_İstenen Görev a_. Listeyi süzerek "fabric" dizesini içeren her satırı kopyala; büyük ve küçük harf farkı dikkate alınır.

━━━ Sayfa

Ne okuduğunu bilmeden namaz kılınca Allahla konuşmuş mu oluyoruz?

Sen diyorsin ki namaz kılmak Allah'a konuşmaktır. Düşün şimdi, bir kimse muhatabıyla konuşuyor ancak kendisi ne konuştuğunu anlamıyor. Bu nasıl bir şey? Yaptığı tek şey, anlamını bilmediği bu cümleleri bütün titizliğiyle ve hatta gülünç bir biçimde harfleri ve mahreçleri aslına uygun ve doğru bir şekilde telaffuz etmeye çalışmak. Okurken "sad" harfini "sin" diye telaffuz edecek olursa hatalı okumuş olur. Ancak ne konuştuğunu anlamazsa ve muhatabına ne dediğini bilmezse bu durumda yanlış yapmış olmaz; yeter ki telaffuzu doğru olsun. Ben beşer tarihi boyunca sizi, ondan bundan iltimasla, ihlâs ve ısrarla bir şeyler isteyip de ne istediğinizi bilmediğinizi gördüm. Eğer bir kimse günde beş defa gelse ve her defasında çok titiz ve hassas bir şekilde bin bir türlü iltimasla aczini, ısrarını ve ihlâsını ortaya döküp yalvara yalvara sizden bir şey istese; ancak kendisi ezbere olarak ve mükemmel bir şekilde telaffuz ettiği şeylerin anlamını ve sizden ne istediğini bilmese ne yaparsınız acaba? Ona ne verirsiniz? Ayrıca bu işi artık bir adet olarak ve sizden korktuğu için yaptığını bilseniz ne yaparsınız? Ne yapmanız gerekir? Hayal kırıklığına uğramaz mısınız? Eğer Allah çok şuursuz ve hatta mayasında şuursuzluk olan bir kimseyi sevmiyorsa; daha ilk namazının ilk rekatında yüzünü kıbleden çevirerek bir tekme ile dergahından uzaklaştırır ve "3. Dünya" ülkelerinden birine atar ki sömürgecilik savaşında eşekler gibi ağzına gem vurup uslu uslu taşısın, ot ve diken dahi yemeden Allah'a şükretsin ve ahiret cennetini isteyip dursun. Dünya zindanında yaşasın; zillet, cehalet ve fakirlik ateşinin alevleri arasında kendini Ebu Leheb ve hanımını da "odun taşıyıcı" olsun! Yok eğer Allah ona acıyıp merhamet etse; o zaman bir değirmen eşeği gibi bütün ömrünü bağlı olduğu adet üzere sersem sersem dönüp dolanarak geçirsin... Ve bu "devaran dini" etrafında dönüp dolanmayla tükenen bir ömrün sonunda yine ilk başladığı noktaya geri döner. Ne yaptığını görmesin diye gözlerini ve ürettiğinden yemesin diye ağzını kapatır. İşte mümin kul(!), iffet ve takva dedikleri bu. Zahit ve mümin kul(!) Züht ve tarfsızlık diye mana verdikleri işte bu!

━━━━━━

_İstenen Görev b_. Namaz üzerine yazılmış sayfadaki «Okurken "sad" harfini "sin" diye telaffuz edecek olursa hatalı okumuş olur.» cümlesini İngilizceye çevir.

━━━ Liste Kesitleri

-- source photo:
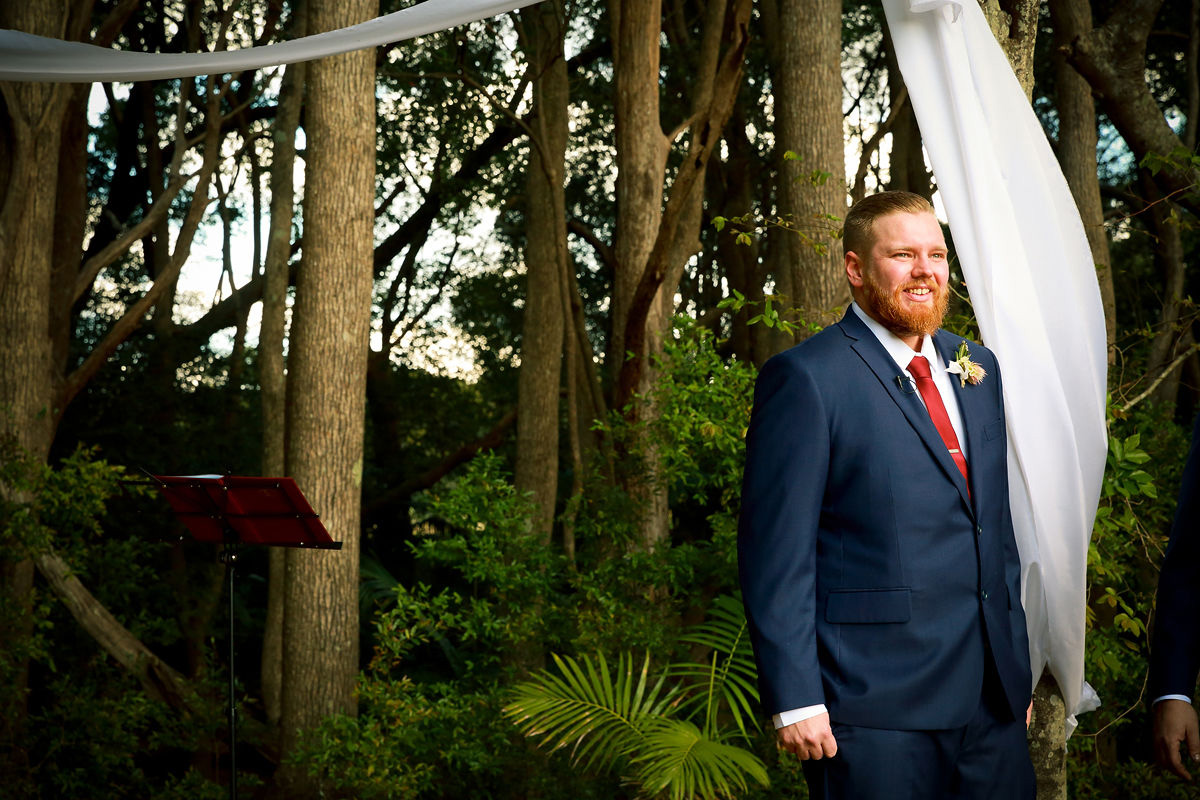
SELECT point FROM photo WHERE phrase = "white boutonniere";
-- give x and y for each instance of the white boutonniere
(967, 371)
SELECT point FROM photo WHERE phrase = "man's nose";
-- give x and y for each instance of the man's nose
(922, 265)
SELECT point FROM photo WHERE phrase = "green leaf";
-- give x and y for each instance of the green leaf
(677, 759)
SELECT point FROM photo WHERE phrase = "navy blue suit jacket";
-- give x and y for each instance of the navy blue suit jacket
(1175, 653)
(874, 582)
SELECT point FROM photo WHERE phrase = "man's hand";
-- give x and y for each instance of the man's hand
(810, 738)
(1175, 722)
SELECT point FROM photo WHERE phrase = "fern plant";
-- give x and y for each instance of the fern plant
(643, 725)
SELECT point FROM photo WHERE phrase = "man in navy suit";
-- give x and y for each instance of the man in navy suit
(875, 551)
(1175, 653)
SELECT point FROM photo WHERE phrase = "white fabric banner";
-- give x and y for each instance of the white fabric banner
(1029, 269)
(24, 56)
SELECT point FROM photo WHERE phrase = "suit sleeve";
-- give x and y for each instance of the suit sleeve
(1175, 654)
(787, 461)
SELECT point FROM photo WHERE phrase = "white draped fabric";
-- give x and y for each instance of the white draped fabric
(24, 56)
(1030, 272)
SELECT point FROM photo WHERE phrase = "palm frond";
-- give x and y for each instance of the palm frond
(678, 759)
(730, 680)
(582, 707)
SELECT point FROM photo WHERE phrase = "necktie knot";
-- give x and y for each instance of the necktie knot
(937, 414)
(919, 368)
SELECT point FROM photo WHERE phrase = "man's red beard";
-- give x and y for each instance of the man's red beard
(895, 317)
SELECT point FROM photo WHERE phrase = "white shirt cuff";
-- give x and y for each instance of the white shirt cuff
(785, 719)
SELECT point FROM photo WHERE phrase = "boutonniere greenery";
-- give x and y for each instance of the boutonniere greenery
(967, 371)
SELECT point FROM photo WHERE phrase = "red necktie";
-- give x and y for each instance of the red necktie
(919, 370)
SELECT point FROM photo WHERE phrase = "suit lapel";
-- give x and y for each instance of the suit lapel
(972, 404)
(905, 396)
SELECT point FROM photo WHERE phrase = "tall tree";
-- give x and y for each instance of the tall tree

━━━━━━

_Cevap a_.
SELECT point FROM photo WHERE phrase = "white fabric banner";
-- give x and y for each instance of the white fabric banner
SELECT point FROM photo WHERE phrase = "white draped fabric";
-- give x and y for each instance of the white draped fabric

_Cevap b_. If one pronounces the letter "sad" as "sin" while reading, one will have read it incorrectly.